ACTIVITY:
Would you reproduce every line of the material exactly?

⁂

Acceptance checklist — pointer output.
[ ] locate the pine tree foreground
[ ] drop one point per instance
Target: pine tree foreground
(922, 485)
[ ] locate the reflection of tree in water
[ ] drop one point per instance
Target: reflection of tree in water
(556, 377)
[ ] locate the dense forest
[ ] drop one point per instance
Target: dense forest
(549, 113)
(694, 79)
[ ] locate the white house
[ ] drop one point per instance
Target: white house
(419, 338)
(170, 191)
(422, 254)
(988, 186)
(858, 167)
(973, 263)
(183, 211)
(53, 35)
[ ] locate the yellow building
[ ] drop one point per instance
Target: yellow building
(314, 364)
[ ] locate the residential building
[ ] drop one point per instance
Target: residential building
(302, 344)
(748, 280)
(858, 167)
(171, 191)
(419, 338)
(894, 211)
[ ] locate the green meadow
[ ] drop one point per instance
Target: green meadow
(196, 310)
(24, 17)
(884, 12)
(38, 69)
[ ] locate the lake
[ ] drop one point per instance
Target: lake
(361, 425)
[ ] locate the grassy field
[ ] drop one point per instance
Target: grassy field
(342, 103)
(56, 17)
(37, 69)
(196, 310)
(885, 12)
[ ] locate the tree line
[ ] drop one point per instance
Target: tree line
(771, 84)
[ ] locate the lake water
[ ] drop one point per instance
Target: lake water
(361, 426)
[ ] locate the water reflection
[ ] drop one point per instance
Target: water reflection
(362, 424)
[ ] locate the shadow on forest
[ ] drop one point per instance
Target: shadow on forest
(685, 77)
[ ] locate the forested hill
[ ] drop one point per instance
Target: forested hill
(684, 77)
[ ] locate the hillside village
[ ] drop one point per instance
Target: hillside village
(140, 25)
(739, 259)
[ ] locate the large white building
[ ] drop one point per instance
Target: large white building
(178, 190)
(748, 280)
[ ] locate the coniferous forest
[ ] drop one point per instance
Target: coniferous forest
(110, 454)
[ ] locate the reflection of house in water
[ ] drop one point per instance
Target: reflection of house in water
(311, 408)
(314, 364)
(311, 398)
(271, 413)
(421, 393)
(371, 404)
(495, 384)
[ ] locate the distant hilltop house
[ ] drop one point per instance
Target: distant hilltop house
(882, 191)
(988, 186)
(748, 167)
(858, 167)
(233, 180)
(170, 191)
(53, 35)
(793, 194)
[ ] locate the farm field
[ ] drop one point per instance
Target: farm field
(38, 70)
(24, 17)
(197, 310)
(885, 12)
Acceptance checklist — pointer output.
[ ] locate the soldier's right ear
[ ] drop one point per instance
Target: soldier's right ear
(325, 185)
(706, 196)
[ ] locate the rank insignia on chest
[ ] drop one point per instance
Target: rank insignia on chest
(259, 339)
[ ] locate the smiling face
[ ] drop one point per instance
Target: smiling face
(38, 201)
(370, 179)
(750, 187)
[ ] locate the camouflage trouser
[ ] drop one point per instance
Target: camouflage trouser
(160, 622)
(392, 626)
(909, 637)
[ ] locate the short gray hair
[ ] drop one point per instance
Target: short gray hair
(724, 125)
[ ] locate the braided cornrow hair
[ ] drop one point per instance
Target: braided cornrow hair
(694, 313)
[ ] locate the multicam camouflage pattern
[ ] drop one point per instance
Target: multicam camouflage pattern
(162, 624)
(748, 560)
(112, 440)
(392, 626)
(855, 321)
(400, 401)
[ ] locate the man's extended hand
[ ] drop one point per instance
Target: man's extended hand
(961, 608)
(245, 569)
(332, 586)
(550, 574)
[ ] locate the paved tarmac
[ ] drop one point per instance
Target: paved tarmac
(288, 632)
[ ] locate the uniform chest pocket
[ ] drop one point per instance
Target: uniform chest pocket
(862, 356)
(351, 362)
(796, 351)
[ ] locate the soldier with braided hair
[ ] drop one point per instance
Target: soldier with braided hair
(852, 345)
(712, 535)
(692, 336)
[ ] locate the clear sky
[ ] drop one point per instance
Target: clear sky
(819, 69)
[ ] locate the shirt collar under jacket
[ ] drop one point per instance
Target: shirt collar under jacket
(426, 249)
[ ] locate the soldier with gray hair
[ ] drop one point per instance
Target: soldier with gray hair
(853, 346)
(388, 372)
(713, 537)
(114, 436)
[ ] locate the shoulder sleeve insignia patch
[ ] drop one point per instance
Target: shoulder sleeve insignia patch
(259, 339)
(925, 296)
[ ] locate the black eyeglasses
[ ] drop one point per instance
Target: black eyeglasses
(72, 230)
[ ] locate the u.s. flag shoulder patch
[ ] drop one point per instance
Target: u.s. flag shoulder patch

⁂

TASK RESULT:
Acceptance checklist — pointer output.
[ ] locate the pine tree foreground
[ ] drop one point per instance
Target: pine tree foreground
(922, 485)
[ ] locate the reflection of tree in water
[ ] drop one point per instance
Target: reflection of tree in water
(556, 377)
[ ] locate the dense forest
[ ] drop one point per instance
Target: dense forest
(549, 113)
(694, 79)
[ ] locate the white house
[ ] drop one point per instance
Target: white house
(419, 338)
(170, 191)
(422, 254)
(988, 186)
(858, 167)
(973, 263)
(183, 211)
(53, 35)
[ ] locate the yellow building
[ ] drop one point per instance
Target: yellow building
(314, 364)
[ ] locate the residential building
[ ] drop one point per instance
Target: residential building
(302, 344)
(748, 280)
(858, 167)
(171, 191)
(419, 338)
(894, 211)
[ ] locate the green meadow
[ ] drop one point per instance
Target: green meadow
(196, 310)
(24, 17)
(884, 12)
(38, 69)
[ ] locate the lake
[ ] drop one point per instance
Target: lake
(361, 425)
[ ] locate the grassy field
[ ] drop one point per instance
Target: grassy field
(342, 103)
(56, 17)
(37, 69)
(196, 310)
(885, 12)
[ ] locate the tree line
[ ] drop one point per instance
Target: tree line
(771, 84)
[ ] locate the lake water
[ ] drop one point per instance
Target: lake water
(361, 426)
[ ] locate the water reflection
[ ] drop one point per instance
Target: water reflection
(362, 424)
[ ] locate the shadow on forest
[ ] drop one point per instance
Target: shadow on forest
(685, 77)
[ ] locate the forested hill
[ ] drop one point per instance
Target: forested hill
(684, 77)
[ ] locate the hillside village
[ ] drop one point per instance
Target: hillside village
(140, 25)
(739, 259)
[ ] locate the large white building
[ ] drop one point per instance
Target: large white building
(178, 190)
(748, 280)
[ ] locate the coniferous forest
[ ] drop one point per instance
Target: coniferous forest
(110, 454)
[ ] locate the reflection of house in water
[ ] drop one point per instance
Target: reflection of house in water
(311, 408)
(314, 364)
(311, 398)
(271, 413)
(421, 393)
(371, 404)
(495, 384)
[ ] locate the distant hilltop house
[ ] drop one point per instance
Target: distant hilltop house
(882, 191)
(988, 186)
(748, 167)
(858, 167)
(233, 180)
(170, 191)
(53, 35)
(793, 194)
[ ] locate the farm field
[ ] drop one point per instance
Target: farm field
(38, 70)
(24, 17)
(197, 310)
(885, 12)
Acceptance checklist — pointer output.
[ ] locate the soldier's right ear
[ ] drop one point per instance
Target: soldier's right ear
(325, 185)
(706, 196)
[ ] locate the rank insignia on chest
[ ] drop one point per instance
Target: rank insignia on chest
(259, 339)
[ ] locate the smiling face
[ ] drop one point per instance
Target: smiling face
(38, 201)
(370, 179)
(750, 187)
[ ] locate the camouflage trouser
[ ] drop one point per instance
Target: camouflage trouser
(160, 622)
(392, 626)
(909, 637)
[ ] locate the short gray hair
[ ] drop one point per instance
Target: short gray hair
(724, 125)
[ ] locate the braided cornrow hair
[ ] drop one point per instance
Target: braided cornrow hair
(694, 313)
[ ] locate the multicam camouflage pattern
[ ] drop one point per instance
Target: multicam camouflage pattern
(162, 624)
(748, 560)
(112, 440)
(392, 626)
(855, 321)
(400, 401)
[ ] locate the man's extended hand
[ ] drop one point per instance
Target: man's extended hand
(961, 608)
(245, 569)
(332, 586)
(550, 574)
[ ] locate the paved tarmac
[ ] drop one point per instance
Target: paved tarmac
(288, 632)
[ ] locate the uniform chest pocket
[ ] drop one point per instance
Target: uniform chest pocket
(862, 356)
(351, 362)
(796, 351)
[ ] locate the soldier with braided hair
[ ] drop one point per instance
Target: soldier with braided hair
(852, 345)
(712, 535)
(692, 336)
[ ] locate the clear sky
[ ] drop one point per instance
Target: clear sky
(819, 69)
[ ] locate the shirt collar under jacket
[ ] drop one point per instance
Target: shirt collar under jacket
(426, 249)
[ ] locate the soldier with gray hair
[ ] drop one point per instance
Target: soldier with gray hair
(853, 346)
(388, 372)
(713, 537)
(114, 436)
[ ] locate the shoulder sleeve insignia patch
[ ] drop one point per instance
Target: shoulder sleeve insignia patch
(259, 339)
(925, 296)
[ ] locate the black eyeglasses
[ ] drop one point per instance
Target: black eyeglasses
(72, 230)
[ ] locate the u.s. flag shoulder patch
[ ] drop one point per instance
Target: u.s. flag shoulder patch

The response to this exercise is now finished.